Named object pointing items:
------------------------------
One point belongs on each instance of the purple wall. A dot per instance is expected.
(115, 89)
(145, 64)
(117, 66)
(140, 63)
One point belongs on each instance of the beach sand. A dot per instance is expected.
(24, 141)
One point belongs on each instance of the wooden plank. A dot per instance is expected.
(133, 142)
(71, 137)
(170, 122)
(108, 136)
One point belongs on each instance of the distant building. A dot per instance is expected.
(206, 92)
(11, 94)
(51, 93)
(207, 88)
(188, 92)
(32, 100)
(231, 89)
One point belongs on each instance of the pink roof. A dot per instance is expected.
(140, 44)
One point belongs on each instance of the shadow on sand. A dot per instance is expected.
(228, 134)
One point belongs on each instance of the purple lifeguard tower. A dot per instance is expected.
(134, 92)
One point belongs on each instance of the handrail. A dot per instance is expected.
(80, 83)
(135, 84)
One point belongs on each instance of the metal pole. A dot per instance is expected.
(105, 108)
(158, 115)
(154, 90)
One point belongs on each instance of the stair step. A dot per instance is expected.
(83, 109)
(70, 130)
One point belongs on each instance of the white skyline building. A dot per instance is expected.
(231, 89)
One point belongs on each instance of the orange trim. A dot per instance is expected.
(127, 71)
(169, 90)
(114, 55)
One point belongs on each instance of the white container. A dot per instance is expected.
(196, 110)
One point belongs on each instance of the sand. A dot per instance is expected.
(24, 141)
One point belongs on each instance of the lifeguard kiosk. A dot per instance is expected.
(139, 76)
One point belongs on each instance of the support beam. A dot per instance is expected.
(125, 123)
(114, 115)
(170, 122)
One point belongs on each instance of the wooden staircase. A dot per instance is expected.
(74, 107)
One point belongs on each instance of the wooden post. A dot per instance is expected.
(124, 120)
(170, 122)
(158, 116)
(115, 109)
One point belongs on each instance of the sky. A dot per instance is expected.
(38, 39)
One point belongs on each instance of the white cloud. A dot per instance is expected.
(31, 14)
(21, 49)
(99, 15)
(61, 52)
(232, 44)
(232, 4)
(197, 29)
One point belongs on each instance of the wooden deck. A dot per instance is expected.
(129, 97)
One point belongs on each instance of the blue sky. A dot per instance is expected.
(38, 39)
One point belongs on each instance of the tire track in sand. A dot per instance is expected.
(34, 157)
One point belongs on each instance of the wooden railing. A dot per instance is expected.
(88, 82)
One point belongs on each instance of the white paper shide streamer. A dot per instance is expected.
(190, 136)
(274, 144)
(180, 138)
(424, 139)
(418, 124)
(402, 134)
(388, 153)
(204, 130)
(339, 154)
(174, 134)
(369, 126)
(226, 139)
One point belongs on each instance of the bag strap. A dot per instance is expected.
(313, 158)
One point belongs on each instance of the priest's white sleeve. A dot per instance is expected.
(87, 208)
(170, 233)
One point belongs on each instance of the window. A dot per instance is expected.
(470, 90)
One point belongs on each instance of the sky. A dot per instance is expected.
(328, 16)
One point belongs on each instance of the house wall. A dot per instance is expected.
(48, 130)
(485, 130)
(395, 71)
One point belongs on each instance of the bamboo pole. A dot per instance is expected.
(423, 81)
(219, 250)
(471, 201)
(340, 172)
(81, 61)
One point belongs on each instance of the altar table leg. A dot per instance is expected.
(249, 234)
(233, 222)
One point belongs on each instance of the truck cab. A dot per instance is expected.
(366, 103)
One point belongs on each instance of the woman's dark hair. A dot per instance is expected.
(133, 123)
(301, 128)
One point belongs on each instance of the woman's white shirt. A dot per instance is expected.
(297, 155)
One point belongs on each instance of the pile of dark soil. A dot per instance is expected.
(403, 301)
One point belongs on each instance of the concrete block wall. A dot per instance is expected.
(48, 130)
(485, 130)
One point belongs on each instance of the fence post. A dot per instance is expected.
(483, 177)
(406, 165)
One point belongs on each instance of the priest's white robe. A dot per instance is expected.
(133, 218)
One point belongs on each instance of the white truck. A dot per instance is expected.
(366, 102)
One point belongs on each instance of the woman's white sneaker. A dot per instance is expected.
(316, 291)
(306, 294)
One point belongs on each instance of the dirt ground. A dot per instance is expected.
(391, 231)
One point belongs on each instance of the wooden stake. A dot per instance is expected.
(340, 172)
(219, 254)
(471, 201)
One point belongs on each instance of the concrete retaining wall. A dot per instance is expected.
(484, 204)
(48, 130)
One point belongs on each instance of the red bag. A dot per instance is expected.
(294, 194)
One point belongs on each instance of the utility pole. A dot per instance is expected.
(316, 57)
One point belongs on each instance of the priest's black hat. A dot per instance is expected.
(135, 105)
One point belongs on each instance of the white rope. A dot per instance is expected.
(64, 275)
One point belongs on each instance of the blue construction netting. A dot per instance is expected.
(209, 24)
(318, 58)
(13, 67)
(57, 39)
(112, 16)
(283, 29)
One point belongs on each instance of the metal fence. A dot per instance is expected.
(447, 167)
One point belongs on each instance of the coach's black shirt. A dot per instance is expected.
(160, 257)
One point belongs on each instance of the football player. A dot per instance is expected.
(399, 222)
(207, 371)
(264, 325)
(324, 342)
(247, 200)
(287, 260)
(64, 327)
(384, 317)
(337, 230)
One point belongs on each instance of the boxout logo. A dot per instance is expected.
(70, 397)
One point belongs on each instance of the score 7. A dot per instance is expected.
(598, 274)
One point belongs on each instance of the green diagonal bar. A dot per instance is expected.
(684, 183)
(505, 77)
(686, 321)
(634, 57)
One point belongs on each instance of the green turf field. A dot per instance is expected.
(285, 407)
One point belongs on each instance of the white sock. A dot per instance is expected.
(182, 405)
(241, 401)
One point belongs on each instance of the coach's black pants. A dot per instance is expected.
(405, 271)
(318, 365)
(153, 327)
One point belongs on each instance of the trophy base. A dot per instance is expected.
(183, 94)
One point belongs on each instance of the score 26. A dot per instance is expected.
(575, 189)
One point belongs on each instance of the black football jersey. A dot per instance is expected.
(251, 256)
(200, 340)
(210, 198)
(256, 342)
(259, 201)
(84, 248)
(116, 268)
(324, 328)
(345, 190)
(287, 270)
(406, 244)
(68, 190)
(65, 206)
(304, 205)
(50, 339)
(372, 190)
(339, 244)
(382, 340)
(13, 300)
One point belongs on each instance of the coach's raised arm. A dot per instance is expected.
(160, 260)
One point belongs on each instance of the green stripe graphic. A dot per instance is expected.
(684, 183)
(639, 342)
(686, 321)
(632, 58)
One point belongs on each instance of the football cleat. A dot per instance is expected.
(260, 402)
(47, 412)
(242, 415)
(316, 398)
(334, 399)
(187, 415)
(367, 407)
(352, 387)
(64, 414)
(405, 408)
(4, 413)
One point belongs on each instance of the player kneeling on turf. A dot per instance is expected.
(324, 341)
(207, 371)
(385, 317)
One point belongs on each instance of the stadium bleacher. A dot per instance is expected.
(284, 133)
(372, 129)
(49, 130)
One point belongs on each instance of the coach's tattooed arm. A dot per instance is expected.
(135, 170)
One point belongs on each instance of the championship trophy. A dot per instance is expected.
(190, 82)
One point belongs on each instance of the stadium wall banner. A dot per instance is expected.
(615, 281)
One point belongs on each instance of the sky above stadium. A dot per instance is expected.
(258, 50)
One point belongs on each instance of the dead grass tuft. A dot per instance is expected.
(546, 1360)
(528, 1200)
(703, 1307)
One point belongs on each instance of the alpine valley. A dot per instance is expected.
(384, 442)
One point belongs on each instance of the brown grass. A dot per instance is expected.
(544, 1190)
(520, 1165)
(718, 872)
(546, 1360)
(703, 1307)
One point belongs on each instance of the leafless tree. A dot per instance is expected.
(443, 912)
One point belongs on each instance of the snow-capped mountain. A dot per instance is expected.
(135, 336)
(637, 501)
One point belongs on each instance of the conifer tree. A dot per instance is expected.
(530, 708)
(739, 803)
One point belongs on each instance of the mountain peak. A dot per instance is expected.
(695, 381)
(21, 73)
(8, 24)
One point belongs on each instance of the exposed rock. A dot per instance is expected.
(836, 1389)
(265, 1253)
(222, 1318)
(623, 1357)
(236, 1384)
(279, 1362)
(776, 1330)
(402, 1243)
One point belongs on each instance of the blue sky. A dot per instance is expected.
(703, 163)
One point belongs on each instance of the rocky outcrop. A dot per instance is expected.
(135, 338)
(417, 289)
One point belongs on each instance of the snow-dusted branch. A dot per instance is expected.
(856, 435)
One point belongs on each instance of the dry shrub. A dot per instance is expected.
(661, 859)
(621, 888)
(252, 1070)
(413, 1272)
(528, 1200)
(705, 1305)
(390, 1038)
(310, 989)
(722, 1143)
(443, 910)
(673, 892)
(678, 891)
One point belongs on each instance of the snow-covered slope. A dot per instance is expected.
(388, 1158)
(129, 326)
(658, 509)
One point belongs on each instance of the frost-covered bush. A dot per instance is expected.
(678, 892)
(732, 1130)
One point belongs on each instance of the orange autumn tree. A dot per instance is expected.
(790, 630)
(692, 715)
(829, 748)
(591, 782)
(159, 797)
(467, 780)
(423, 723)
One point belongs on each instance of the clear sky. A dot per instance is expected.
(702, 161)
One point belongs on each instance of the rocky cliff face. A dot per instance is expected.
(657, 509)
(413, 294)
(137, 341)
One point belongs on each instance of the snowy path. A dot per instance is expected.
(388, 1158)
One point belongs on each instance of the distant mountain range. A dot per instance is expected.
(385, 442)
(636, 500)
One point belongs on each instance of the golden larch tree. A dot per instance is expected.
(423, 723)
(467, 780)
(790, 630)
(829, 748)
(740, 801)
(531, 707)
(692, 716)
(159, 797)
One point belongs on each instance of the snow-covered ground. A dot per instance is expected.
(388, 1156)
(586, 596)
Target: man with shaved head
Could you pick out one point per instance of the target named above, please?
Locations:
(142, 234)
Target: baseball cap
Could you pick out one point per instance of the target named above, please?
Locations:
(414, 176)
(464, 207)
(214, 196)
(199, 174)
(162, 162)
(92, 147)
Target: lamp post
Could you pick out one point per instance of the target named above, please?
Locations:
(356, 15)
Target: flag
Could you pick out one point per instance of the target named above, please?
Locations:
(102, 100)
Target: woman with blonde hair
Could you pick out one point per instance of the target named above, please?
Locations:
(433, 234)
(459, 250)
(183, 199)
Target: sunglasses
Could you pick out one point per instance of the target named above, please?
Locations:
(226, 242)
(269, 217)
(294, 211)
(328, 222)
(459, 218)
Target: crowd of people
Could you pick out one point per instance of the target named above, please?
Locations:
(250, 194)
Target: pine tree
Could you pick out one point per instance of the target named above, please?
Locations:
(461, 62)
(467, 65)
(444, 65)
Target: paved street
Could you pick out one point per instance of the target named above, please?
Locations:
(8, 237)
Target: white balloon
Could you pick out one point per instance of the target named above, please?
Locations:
------------------------------
Edit the items from the line with "One point belongs on each instance of the rocky outcrop." up to and including the line with "(732, 1130)" by changing "dry shrub" to "withered shrub", and leave everything else as it is.

Correct result:
One point belongs on each instance of the rocky outcrop. A dot per instance is expected.
(135, 338)
(417, 289)
One point belongs on each instance of the snow-dusted branch. A dot per instance is expected.
(856, 435)
One point belongs on each instance of the withered shrub. A dot per instance is expected.
(661, 859)
(621, 888)
(252, 1070)
(413, 1272)
(528, 1200)
(705, 1305)
(390, 1038)
(310, 989)
(722, 1143)
(443, 910)
(673, 892)
(678, 891)
One point belongs on each instance of the snow-covered slope. A dot per instance is expected.
(388, 1158)
(129, 326)
(658, 509)
One point belongs on each instance of the frost-covered bush. A dot per instance is expected.
(678, 892)
(732, 1130)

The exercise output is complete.